In the dutch oven contest thread, what heat source does the group plan to switch to as they develop their skill?

— START OF Page text —

# I propose a monthly contest!!



## Moby76065 (Jul 31, 2012)

Many of us have cast iron dutch ovens.
They were (and are) the utility of choice for campfire cooking which we all know is a skill set for many an emergency.

This weekend some friends of mine & I are meeting up and the contest is baking a loaf of bread from scratch in a dutch oven. We are allowing charcoal but as we develop this skill will switch to fire-pit coals only.

What to you folks think about a monthly event? Post pictures and recipes in the "cast Iron Cooking thread maybe. Or this thread.

I'll let you know how my first loaf turns out.

Moby


----------



## Moby76065 (Jul 31, 2012)

*My choice for this weekends bread contest*

http://www.alaskafromscratch.com/2012/07/27/dutch-oven-crusty-bread/


----------



## MCNSemperFi (Mar 25, 2014)

Moby76065 said:


> Many of us have cast iron dutch ovens.

— END OF Page text —
— START OF Material —

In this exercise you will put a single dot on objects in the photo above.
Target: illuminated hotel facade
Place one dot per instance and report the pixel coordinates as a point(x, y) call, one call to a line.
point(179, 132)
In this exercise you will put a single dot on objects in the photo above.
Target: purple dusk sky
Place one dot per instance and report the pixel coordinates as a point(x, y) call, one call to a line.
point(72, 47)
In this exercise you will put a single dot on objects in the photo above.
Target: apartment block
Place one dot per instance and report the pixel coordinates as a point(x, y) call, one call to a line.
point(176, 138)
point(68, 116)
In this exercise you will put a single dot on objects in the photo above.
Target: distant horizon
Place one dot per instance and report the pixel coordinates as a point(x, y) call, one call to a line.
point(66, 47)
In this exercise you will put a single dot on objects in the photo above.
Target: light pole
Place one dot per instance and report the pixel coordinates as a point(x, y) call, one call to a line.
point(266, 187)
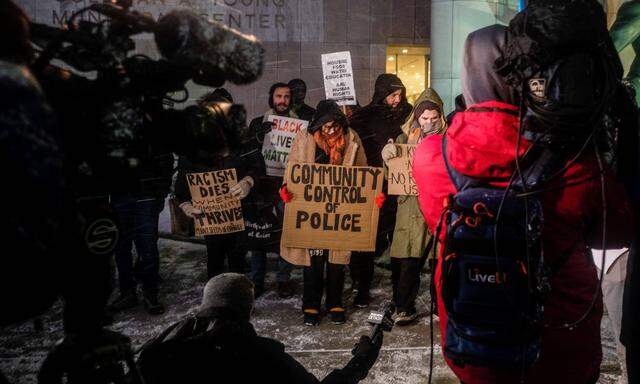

— END OF Material —

Exercise result: Fire-pit coals only.